* **REQUIREMENTS**
Arrange the lines below as a two-column CSV with the headers "instruction" and "points", putting each instruction and its answer on one row. Wrap each field in double quotes and replace any line breaks inside a field with spaces.

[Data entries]
------------------------------------------------------------------------

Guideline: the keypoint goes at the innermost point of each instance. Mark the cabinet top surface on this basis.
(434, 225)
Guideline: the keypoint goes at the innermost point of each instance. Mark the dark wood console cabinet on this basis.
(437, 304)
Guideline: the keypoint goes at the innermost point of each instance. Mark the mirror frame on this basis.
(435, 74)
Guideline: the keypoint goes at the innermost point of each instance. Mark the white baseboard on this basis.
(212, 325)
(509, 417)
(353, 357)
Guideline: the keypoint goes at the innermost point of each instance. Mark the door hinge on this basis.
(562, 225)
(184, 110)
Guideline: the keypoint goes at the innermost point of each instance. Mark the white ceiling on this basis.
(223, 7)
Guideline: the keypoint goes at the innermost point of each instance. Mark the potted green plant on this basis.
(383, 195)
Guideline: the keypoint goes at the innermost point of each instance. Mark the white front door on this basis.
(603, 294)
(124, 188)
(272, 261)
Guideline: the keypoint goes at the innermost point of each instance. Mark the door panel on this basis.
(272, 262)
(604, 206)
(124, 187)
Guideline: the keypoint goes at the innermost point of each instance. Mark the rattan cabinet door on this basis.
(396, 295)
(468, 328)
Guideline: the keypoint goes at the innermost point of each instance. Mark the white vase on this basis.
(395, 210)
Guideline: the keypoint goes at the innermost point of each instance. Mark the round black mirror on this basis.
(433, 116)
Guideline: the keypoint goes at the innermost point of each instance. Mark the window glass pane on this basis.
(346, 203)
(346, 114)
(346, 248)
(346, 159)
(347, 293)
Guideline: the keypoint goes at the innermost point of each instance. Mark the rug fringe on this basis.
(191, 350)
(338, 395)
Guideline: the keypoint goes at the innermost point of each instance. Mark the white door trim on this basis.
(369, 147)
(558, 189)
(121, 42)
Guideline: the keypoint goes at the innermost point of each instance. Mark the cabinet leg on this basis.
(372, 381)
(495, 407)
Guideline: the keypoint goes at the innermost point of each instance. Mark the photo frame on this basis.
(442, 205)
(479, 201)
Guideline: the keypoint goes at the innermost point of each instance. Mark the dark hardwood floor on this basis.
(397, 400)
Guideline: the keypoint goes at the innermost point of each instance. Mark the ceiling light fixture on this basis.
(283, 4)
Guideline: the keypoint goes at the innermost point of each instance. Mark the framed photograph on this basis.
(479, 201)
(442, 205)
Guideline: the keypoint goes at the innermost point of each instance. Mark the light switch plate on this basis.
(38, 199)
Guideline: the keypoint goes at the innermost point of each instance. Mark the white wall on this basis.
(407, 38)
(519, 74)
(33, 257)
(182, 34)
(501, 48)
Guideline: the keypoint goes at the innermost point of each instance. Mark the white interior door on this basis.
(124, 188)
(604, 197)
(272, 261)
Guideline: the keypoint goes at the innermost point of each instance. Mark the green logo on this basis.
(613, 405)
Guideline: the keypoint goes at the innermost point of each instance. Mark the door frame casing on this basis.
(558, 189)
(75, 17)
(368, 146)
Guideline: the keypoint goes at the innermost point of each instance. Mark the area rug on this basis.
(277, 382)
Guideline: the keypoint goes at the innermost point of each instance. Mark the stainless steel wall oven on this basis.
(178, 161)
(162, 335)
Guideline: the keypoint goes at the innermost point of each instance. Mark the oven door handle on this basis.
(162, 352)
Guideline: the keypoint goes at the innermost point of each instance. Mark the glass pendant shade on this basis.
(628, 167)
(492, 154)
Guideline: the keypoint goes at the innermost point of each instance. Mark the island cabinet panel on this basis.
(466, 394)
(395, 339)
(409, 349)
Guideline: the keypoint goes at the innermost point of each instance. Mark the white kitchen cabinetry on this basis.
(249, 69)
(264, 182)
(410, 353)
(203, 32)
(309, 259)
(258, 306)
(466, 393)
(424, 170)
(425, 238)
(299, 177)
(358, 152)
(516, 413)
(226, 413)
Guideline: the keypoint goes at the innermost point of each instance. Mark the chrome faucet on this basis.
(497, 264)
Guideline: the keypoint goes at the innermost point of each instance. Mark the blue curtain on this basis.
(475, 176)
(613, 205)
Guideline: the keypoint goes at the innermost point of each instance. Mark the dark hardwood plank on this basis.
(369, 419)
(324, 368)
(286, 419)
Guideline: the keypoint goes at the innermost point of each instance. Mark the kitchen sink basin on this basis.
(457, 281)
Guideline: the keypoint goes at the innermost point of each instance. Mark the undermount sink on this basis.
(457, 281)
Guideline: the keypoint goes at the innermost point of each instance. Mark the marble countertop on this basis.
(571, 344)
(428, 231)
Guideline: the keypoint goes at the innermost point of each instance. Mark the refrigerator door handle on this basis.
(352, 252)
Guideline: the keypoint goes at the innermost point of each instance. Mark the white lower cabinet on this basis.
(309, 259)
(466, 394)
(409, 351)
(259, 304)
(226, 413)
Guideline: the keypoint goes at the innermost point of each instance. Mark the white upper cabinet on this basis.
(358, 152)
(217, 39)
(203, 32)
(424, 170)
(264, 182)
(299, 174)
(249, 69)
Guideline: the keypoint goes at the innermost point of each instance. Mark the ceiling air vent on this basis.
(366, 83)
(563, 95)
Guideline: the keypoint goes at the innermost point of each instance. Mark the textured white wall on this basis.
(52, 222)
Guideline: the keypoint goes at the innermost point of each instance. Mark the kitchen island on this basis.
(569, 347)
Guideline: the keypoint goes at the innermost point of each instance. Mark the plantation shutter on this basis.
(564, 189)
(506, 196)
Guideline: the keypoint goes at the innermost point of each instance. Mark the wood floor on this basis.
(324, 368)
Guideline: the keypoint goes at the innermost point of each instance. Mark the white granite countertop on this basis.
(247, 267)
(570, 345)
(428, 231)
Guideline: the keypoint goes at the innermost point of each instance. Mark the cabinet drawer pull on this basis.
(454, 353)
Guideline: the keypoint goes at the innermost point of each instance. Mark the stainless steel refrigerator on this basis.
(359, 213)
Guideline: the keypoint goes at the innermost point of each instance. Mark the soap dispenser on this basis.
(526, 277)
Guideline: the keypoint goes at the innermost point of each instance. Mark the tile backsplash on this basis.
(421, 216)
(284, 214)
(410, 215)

------------------------------------------------------------------------

* **FINAL RESULT**
instruction,points
"Guideline: the keypoint goes at the innermost point of each instance. Mark the cabinet top surface on this basis.","(434, 225)"
"Guideline: the keypoint goes at the innermost point of each instance. Mark the dark wood console cabinet on this basis.","(437, 304)"
"Guideline: the keypoint goes at the innermost point of each instance. Mark the mirror frame on this basis.","(435, 74)"
"Guideline: the keypoint goes at the innermost point of each instance. Mark the white baseboard on this basis.","(212, 325) (509, 417) (353, 357)"
"Guideline: the keypoint goes at the innermost point of each instance. Mark the door hinge on this basis.","(562, 225) (184, 110)"
"Guideline: the keypoint goes at the innermost point of each instance. Mark the white ceiling on this basis.","(223, 7)"
"Guideline: the keypoint goes at the innermost point of each instance. Mark the potted green plant on this basis.","(383, 195)"
"Guideline: the keypoint goes at the innermost point of each instance. Mark the white front door on this basis.","(603, 294) (124, 188) (272, 261)"
"Guideline: the keypoint goes at the innermost point of each instance. Mark the door panel on this basis.","(272, 262) (604, 206) (124, 187)"
"Guideline: the keypoint goes at the innermost point of each instance. Mark the rattan cabinet door on this basis.","(396, 295) (468, 328)"
"Guideline: the keypoint goes at the innermost point of each instance. Mark the white vase on this basis.","(395, 210)"
"Guideline: the keypoint goes at the innermost point of each instance. Mark the round black mirror on this basis.","(433, 116)"
"Guideline: the keypoint goes at the innermost point of each instance. Mark the window glass pane on this basis.","(346, 203) (346, 114) (346, 248) (346, 159) (347, 293)"
"Guideline: the keypoint goes at the innermost point of each instance. Mark the rug fringe on this basis.","(191, 350) (338, 395)"
"Guideline: the keypoint goes at the innermost point of each instance. Mark the white door trim on this basis.","(369, 147) (558, 189) (121, 42)"
"Guideline: the keypoint goes at the innermost point of each instance. Mark the cabinet leg on this basis.","(372, 381) (495, 407)"
"Guideline: the keypoint goes at the innermost point of each instance. Mark the photo frame on this basis.","(442, 205) (479, 201)"
"Guideline: the keypoint goes at the innermost point of each instance. Mark the dark hardwood floor on this basis.","(397, 400)"
"Guideline: the keypoint goes at the innermost point of each instance. Mark the ceiling light fixture on this basis.","(283, 4)"
"Guideline: the keypoint goes at the innermost point of each instance. Mark the framed photograph on this basis.","(479, 201) (442, 205)"
"Guideline: the keypoint goes at the innermost point of each instance. Mark the light switch plate on this basis.","(38, 199)"
"Guideline: the keypoint goes at the innermost point of each instance. Mark the white wall on this basis.","(407, 38) (519, 74) (33, 257) (182, 34) (501, 48)"
"Guideline: the keypoint goes at the innermost point of each instance. Mark the white interior door on this basis.","(124, 188) (604, 197) (272, 261)"
"Guideline: the keypoint goes at the innermost point of each instance. Mark the green logo on this basis.","(613, 405)"
"Guideline: the keypoint goes at the innermost point of each instance. Mark the door frame casing on this basis.","(558, 189) (75, 17) (368, 146)"
"Guideline: the keypoint goes at the innermost point of each instance. Mark the area rug on this basis.","(277, 382)"
"Guideline: the keypoint goes at the innermost point of each instance. Mark the stainless steel wall oven on this basis.","(178, 161) (162, 335)"
"Guideline: the keypoint goes at the innermost point of each instance. Mark the oven door handle on this basis.","(162, 352)"
"Guideline: the keypoint goes at the innermost point of each instance. Mark the glass pendant shade on this basis.","(628, 167) (492, 154)"
"Guideline: the keypoint goes at the innermost point of each instance. Mark the island cabinet panel on this basis.","(466, 394) (395, 339) (409, 349)"
"Guideline: the keypoint goes at the innermost point of each instance. Mark the white kitchen cabinetry on this basis.","(249, 69) (264, 182) (410, 353) (203, 32) (309, 259) (258, 306) (466, 393) (424, 170) (425, 238) (299, 177) (358, 152) (516, 413) (226, 413)"
"Guideline: the keypoint goes at the innermost point of each instance. Mark the chrome faucet on this basis.","(497, 264)"
"Guideline: the keypoint goes at the innermost point of each instance. Mark the blue curtain on this basis.","(475, 176) (613, 205)"
"Guideline: the keypoint goes at the innermost point of each instance. Mark the dark hardwood plank on this basis.","(369, 419) (324, 368) (286, 419)"
"Guideline: the keypoint goes at the innermost point of each instance. Mark the kitchen sink basin on this basis.","(457, 281)"
"Guideline: the keypoint goes at the innermost point of each instance. Mark the undermount sink on this basis.","(457, 281)"
"Guideline: the keypoint goes at the innermost point of each instance. Mark the marble countertop on this basis.","(571, 344) (428, 231)"
"Guideline: the keypoint goes at the innermost point of each instance. Mark the refrigerator door handle on this basis.","(352, 252)"
"Guideline: the keypoint goes at the innermost point of each instance. Mark the white lower cabinet on this basis.","(309, 259) (466, 394) (409, 351) (259, 304) (226, 413)"
"Guideline: the keypoint goes at the innermost point of each instance. Mark the white upper cabinet on this basis.","(358, 152) (217, 39) (203, 32) (424, 170) (264, 182) (299, 174) (249, 69)"
"Guideline: the keypoint goes at the innermost point of each instance. Mark the ceiling air vent on this basis.","(366, 83) (563, 95)"
"Guideline: the keypoint goes at the innermost point of each instance. Mark the textured white wall on this basis.","(52, 222)"
"Guideline: the keypoint goes at the innermost point of each instance. Mark the kitchen island on this basis.","(569, 347)"
"Guideline: the keypoint goes at the innermost point of each instance. Mark the plantation shutter on this basis.","(564, 189) (506, 196)"
"Guideline: the keypoint goes at the innermost point of each instance. Mark the wood floor on this basis.","(324, 368)"
"Guideline: the keypoint goes at the innermost point of each instance. Mark the white granite countertop on this basis.","(247, 267) (570, 345) (428, 231)"
"Guideline: the keypoint goes at the innermost point of each instance. Mark the cabinet drawer pull on this basis.","(454, 353)"
"Guideline: the keypoint goes at the innermost point of each instance. Mark the stainless steel refrigerator on this basis.","(359, 213)"
"Guideline: the keypoint goes at the innermost point of each instance. Mark the soap dispenser on this basis.","(526, 277)"
"Guideline: the keypoint goes at the innermost point of each instance. Mark the tile backsplash on this basis.","(421, 216) (284, 214) (410, 215)"